• **Selected passage**
Suninen leads WRC2 as drama befalls title contenders

The first day of Rally Spain ended up being one of the most important in the WRC2 title fight

Suninen

Teemu Suninen holds a lead of 12.7 seconds over Rally Spain’s WRC2 field aboard his factory Hyundai i20 N Rally2 – but it’s the battle for sixth that holds the most significance after the first day of action.

Both Kajetan Kajetanowicz and Emil Lindholm came to Spain with a very realistic chance of overhauling current points leader and reigning champion Andreas Mikkelsen in the standings, who has already completed his maximum allowance of WRC2 events this season.

That leaves a shootout across both Spain and Japan between Kajetanowicz and Lindholm to see who will likely become champion – except drama befell both contenders on the opening day.

Lindholm led after the first stage but sustained a puncture only a few corners into the second test, clipping a piece of concrete and pushing his rear-right tire off the rim.

Rather than stop and change it he pressed on, even spinning out of control and going off the road at one point, but the damage was limited to only a minute.

Rossel Barca

“The start was fine, I guess. The second stage not!” Lindholm quipped.

“Yeah, punctured on something I hadn’t noted in the recce. Actually, it clipped the rear tire, so I thought I was clear of the small concrete blob of some sort but the rear tire caught it.

• **Records provided**
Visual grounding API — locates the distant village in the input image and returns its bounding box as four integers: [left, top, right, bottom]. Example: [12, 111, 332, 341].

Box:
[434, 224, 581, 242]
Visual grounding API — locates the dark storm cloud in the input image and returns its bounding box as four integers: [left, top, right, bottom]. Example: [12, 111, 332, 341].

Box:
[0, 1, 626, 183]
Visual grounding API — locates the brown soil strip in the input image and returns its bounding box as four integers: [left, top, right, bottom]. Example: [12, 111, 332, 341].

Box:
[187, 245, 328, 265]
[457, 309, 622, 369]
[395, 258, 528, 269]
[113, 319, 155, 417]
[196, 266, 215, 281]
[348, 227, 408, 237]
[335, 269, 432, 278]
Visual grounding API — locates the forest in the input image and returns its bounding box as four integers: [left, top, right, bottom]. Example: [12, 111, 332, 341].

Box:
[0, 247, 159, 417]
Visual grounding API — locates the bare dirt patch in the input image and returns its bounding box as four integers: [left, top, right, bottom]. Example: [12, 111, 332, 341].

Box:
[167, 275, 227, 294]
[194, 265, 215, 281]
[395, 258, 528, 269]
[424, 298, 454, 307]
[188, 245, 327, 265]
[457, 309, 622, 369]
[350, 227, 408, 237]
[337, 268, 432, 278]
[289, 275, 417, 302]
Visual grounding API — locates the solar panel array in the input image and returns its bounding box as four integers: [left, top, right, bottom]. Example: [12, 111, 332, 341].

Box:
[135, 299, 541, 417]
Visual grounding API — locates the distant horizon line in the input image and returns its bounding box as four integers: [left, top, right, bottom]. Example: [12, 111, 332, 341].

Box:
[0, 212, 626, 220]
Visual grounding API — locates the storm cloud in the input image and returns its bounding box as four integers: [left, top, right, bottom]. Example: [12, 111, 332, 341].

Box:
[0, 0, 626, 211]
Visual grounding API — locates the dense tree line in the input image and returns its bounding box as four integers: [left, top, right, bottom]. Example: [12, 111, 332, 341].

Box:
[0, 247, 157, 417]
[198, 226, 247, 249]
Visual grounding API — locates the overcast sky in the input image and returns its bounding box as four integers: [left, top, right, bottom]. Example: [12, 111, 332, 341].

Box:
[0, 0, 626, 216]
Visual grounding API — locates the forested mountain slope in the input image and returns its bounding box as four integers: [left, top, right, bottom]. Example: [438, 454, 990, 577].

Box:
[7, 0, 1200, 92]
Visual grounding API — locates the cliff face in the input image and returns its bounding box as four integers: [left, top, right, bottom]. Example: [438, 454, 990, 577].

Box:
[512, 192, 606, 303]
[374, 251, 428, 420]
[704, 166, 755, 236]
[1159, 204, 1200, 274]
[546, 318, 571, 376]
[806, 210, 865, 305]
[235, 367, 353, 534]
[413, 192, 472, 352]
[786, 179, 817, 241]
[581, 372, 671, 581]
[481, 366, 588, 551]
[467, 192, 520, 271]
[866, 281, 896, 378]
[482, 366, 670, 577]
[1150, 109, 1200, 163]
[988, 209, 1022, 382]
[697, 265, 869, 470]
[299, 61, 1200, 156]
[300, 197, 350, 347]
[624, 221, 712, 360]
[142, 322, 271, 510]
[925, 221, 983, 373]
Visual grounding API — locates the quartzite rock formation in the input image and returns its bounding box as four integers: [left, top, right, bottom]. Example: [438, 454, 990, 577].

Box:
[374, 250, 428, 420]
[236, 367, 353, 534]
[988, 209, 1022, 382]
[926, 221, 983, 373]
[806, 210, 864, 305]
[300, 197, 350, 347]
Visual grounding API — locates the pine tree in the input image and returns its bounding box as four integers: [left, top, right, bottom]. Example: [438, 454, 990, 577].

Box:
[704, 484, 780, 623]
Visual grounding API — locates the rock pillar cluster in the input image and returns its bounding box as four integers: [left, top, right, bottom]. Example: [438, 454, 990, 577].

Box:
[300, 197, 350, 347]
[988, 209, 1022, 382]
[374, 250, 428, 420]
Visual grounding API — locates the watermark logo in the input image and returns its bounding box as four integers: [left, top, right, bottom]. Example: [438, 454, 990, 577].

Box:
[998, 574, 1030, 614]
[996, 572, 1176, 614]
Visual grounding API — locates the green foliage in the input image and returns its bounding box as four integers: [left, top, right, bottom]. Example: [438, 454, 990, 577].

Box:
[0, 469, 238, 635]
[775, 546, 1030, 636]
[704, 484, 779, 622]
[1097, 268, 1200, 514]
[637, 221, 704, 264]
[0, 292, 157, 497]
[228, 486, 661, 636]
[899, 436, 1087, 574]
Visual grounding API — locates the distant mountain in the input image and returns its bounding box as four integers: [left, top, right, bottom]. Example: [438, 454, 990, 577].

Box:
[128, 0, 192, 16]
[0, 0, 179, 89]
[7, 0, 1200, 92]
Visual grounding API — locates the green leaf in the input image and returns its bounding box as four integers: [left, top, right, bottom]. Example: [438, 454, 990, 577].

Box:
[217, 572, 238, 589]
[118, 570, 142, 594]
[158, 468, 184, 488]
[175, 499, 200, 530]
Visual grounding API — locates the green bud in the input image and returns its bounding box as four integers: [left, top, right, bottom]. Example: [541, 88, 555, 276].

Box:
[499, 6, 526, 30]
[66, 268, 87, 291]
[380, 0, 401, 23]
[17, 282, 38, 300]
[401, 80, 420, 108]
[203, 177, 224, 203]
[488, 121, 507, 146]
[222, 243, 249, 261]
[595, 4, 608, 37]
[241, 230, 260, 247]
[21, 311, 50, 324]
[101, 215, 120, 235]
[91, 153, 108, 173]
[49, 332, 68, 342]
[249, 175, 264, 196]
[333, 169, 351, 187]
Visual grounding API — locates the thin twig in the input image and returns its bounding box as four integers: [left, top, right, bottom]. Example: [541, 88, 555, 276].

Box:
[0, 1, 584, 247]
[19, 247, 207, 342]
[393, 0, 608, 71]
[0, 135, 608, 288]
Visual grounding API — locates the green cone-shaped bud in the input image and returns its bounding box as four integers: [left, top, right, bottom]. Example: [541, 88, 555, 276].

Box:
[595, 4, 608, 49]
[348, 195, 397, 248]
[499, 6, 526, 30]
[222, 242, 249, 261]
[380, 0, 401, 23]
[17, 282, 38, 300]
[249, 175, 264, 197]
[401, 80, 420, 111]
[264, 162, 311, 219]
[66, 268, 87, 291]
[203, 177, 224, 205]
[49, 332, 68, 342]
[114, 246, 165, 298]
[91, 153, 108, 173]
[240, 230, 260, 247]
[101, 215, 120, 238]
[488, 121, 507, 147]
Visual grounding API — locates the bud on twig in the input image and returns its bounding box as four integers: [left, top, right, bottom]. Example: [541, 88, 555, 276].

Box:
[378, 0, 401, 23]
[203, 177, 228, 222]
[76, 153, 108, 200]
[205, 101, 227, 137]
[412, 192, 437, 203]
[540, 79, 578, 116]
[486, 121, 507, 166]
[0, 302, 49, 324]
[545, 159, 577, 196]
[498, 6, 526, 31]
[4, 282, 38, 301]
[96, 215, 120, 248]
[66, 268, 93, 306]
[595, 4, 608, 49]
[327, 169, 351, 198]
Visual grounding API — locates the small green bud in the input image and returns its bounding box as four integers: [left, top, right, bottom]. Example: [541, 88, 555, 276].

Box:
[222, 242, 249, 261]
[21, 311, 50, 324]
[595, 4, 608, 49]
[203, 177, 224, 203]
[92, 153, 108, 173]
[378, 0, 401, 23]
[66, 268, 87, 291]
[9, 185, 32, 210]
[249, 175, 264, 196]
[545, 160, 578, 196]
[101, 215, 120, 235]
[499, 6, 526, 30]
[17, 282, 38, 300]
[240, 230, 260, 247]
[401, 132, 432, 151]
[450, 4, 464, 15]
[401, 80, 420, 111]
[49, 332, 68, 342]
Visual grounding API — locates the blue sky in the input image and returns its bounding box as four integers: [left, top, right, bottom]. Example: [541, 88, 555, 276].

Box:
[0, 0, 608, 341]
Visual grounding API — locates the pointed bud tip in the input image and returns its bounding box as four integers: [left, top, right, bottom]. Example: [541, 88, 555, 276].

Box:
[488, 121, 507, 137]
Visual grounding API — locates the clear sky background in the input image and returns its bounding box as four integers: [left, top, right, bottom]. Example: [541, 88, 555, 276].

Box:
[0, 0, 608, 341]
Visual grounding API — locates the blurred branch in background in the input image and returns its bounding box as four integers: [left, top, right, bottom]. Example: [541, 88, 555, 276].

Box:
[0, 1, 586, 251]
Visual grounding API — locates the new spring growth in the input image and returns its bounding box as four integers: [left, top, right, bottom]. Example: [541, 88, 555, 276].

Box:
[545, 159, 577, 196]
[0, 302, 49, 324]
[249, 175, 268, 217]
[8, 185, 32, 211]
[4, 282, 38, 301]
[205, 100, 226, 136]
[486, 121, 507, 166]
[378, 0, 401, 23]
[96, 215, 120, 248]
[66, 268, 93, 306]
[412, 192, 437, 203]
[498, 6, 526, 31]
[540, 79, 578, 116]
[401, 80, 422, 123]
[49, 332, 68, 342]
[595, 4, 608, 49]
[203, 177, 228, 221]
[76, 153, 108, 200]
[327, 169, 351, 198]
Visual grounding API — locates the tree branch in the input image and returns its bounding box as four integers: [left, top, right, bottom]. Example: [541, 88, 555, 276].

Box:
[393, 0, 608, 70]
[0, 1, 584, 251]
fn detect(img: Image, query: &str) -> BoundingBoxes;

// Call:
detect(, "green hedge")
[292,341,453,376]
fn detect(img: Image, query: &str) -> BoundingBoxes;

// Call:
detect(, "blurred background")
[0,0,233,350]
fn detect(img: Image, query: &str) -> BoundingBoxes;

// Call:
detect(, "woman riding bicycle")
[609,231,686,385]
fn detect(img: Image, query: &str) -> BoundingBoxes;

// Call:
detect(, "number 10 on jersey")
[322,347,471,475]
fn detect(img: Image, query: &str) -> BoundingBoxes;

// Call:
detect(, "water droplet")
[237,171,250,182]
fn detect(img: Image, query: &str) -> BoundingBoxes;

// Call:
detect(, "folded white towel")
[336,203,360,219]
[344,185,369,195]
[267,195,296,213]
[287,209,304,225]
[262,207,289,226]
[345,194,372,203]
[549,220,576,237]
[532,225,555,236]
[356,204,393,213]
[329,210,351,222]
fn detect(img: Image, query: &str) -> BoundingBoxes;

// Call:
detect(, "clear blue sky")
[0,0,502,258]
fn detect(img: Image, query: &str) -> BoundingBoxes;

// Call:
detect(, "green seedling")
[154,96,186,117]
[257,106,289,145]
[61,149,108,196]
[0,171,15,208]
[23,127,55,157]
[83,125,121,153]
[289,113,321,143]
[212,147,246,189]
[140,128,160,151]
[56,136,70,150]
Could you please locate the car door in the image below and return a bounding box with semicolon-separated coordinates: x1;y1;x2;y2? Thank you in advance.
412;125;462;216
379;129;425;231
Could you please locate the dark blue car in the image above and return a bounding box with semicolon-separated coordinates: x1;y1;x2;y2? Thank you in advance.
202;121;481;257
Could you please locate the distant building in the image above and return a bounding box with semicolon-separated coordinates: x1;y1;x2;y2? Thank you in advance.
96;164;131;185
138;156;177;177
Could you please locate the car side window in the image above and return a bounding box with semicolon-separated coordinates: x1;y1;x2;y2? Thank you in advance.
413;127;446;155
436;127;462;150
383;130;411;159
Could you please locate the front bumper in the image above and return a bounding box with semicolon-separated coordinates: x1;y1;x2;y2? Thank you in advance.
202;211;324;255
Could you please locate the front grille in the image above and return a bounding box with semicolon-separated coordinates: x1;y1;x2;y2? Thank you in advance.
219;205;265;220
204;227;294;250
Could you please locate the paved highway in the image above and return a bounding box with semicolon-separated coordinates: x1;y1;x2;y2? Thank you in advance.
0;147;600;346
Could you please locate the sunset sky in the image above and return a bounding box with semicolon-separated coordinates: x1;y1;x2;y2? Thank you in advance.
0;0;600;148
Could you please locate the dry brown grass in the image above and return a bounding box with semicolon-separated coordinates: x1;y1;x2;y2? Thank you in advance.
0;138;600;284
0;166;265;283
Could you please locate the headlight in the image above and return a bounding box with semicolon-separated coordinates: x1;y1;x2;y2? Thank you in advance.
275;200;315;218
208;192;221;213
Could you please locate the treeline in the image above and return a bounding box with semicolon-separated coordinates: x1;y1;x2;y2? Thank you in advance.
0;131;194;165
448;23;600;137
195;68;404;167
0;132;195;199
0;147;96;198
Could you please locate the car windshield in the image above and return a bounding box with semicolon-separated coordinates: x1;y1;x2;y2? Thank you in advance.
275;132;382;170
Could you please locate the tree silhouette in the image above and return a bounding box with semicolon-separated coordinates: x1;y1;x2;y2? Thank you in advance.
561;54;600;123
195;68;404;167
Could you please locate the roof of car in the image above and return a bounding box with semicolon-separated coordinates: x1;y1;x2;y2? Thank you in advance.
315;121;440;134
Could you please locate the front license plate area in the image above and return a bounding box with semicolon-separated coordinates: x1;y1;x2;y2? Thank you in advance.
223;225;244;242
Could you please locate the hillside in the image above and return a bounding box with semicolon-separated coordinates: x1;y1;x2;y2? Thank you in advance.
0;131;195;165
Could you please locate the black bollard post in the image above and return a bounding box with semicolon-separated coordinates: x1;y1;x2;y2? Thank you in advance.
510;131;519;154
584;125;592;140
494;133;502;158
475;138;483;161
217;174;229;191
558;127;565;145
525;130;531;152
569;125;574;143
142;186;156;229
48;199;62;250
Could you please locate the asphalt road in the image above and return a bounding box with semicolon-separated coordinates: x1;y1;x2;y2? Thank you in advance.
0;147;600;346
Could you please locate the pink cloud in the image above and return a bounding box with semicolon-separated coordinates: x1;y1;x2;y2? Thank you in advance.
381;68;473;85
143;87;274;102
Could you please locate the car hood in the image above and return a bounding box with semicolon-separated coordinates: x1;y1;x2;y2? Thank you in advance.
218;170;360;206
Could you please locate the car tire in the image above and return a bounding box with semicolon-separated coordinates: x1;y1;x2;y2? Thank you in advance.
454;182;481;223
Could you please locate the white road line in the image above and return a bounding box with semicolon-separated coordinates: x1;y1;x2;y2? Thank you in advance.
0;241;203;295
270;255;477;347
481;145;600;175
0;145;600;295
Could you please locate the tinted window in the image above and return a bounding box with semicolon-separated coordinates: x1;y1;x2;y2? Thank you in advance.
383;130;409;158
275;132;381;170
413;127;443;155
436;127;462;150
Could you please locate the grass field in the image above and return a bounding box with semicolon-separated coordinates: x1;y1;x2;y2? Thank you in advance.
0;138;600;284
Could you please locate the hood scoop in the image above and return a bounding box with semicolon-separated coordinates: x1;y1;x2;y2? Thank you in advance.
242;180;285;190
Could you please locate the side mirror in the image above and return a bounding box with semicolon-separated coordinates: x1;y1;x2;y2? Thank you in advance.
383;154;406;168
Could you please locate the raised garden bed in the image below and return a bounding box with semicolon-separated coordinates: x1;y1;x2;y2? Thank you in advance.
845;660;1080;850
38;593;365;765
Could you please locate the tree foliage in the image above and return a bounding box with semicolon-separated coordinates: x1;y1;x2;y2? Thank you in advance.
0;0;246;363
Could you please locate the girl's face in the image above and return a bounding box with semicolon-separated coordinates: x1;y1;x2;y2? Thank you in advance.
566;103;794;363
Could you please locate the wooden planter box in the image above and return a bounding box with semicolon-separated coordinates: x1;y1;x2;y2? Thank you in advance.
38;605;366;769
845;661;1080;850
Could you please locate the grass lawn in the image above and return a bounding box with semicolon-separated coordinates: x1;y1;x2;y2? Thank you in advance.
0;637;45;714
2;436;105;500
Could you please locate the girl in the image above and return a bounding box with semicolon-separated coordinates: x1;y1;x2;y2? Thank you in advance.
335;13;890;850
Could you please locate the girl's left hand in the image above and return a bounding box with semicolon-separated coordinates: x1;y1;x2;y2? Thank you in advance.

• **Exercise goal**
Copy out the passage from the Rally Spain WRC2 report verbatim, from "That leaves a" to "tire caught it.".

• **Full response**
That leaves a shootout across both Spain and Japan between Kajetanowicz and Lindholm to see who will likely become champion – except drama befell both contenders on the opening day.

Lindholm led after the first stage but sustained a puncture only a few corners into the second test, clipping a piece of concrete and pushing his rear-right tire off the rim.

Rather than stop and change it he pressed on, even spinning out of control and going off the road at one point, but the damage was limited to only a minute.

Rossel Barca

“The start was fine, I guess. The second stage not!” Lindholm quipped.

“Yeah, punctured on something I hadn’t noted in the recce. Actually, it clipped the rear tire, so I thought I was clear of the small concrete blob of some sort but the rear tire caught it.